> [Exercise]:
From the items below, pull out every line that contains the string "rear". Case counts.
☆ ☆ ☆
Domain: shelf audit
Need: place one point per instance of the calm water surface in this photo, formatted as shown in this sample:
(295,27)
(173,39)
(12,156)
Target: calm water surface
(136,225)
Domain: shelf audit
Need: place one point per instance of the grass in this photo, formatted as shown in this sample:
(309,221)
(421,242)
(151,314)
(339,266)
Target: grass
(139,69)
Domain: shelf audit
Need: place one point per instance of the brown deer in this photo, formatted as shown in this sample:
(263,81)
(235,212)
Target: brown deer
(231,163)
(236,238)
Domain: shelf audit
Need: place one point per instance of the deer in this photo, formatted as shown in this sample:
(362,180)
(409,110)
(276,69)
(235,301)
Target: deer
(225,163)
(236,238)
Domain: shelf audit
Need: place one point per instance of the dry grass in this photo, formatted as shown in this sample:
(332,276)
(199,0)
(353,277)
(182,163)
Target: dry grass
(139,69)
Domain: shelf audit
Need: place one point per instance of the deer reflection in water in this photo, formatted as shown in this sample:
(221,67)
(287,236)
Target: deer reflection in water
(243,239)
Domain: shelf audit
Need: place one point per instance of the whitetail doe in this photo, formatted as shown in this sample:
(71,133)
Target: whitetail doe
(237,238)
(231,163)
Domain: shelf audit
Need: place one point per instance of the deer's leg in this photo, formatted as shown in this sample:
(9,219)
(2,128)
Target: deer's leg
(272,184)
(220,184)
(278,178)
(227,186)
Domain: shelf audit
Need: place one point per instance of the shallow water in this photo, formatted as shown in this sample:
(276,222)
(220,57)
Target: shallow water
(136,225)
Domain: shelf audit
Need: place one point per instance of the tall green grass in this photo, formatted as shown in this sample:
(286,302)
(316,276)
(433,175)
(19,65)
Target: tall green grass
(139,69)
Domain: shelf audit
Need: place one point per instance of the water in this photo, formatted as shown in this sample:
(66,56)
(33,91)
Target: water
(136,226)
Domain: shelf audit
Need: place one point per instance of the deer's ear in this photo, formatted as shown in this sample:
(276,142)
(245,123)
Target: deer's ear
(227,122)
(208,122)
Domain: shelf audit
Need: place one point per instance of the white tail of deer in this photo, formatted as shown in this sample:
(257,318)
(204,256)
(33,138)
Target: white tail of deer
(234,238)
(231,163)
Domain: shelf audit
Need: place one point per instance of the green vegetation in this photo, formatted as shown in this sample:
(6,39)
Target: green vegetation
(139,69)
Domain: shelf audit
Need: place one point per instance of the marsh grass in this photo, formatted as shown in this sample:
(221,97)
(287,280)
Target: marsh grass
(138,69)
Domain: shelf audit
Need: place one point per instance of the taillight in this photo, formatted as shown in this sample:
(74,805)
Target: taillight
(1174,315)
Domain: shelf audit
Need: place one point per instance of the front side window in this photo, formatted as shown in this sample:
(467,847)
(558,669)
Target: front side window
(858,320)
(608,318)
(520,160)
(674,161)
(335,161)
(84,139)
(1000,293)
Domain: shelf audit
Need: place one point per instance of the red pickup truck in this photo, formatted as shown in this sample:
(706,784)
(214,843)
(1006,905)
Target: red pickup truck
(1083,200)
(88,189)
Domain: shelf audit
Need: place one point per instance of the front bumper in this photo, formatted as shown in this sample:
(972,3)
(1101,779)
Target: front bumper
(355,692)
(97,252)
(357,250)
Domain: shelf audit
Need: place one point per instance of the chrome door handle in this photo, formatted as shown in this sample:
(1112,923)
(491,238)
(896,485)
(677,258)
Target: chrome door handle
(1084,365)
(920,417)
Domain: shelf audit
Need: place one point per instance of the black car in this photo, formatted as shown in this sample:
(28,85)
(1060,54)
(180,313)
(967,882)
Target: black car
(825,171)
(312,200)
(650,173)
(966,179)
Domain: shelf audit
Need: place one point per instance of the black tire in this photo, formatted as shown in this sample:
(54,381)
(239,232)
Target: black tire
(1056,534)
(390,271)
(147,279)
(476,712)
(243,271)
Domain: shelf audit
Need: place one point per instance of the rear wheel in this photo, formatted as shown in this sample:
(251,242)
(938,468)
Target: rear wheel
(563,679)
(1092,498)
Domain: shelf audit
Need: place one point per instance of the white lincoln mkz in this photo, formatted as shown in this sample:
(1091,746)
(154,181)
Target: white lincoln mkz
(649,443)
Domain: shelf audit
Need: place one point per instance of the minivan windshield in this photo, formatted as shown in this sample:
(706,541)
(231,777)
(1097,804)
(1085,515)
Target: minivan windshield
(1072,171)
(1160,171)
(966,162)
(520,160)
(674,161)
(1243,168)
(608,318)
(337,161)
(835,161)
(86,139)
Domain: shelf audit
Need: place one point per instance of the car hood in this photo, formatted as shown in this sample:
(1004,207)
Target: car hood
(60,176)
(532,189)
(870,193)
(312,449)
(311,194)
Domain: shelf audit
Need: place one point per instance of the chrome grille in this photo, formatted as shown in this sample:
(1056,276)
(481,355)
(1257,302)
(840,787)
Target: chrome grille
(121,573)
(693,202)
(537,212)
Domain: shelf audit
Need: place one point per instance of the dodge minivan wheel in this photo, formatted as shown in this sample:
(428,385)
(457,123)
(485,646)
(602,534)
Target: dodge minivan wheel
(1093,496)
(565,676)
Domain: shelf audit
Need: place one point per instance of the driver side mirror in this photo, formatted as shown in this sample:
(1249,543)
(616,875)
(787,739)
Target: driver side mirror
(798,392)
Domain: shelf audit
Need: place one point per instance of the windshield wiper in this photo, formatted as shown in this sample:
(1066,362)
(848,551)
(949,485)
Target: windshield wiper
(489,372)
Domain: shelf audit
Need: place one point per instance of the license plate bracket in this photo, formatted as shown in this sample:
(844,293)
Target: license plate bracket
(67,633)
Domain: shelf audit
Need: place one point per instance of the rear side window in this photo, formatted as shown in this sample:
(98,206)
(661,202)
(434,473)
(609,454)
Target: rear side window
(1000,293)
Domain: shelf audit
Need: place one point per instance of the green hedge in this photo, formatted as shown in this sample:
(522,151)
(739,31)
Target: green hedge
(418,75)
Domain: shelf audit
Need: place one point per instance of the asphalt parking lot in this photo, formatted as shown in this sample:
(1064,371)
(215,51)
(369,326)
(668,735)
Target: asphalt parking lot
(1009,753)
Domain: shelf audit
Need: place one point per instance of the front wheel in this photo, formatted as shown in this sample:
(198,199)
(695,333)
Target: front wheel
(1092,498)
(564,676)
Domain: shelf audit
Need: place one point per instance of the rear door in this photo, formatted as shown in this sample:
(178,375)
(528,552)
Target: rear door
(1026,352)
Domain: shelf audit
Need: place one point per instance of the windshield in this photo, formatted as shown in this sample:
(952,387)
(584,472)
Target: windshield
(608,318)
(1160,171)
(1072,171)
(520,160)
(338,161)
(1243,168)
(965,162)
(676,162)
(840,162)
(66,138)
☆ ☆ ☆
> [Response to the task]:
Need: place one point per instance of the rear wheel in this photo, formatted as shown in this sample:
Target: rear wheel
Need: place one point per instance of the rear side window in this photo, formatted as shown in this sample:
Target: rear side window
Need: place one point per instance of the rear door in this photo, formatted as shown in this sample:
Target: rear door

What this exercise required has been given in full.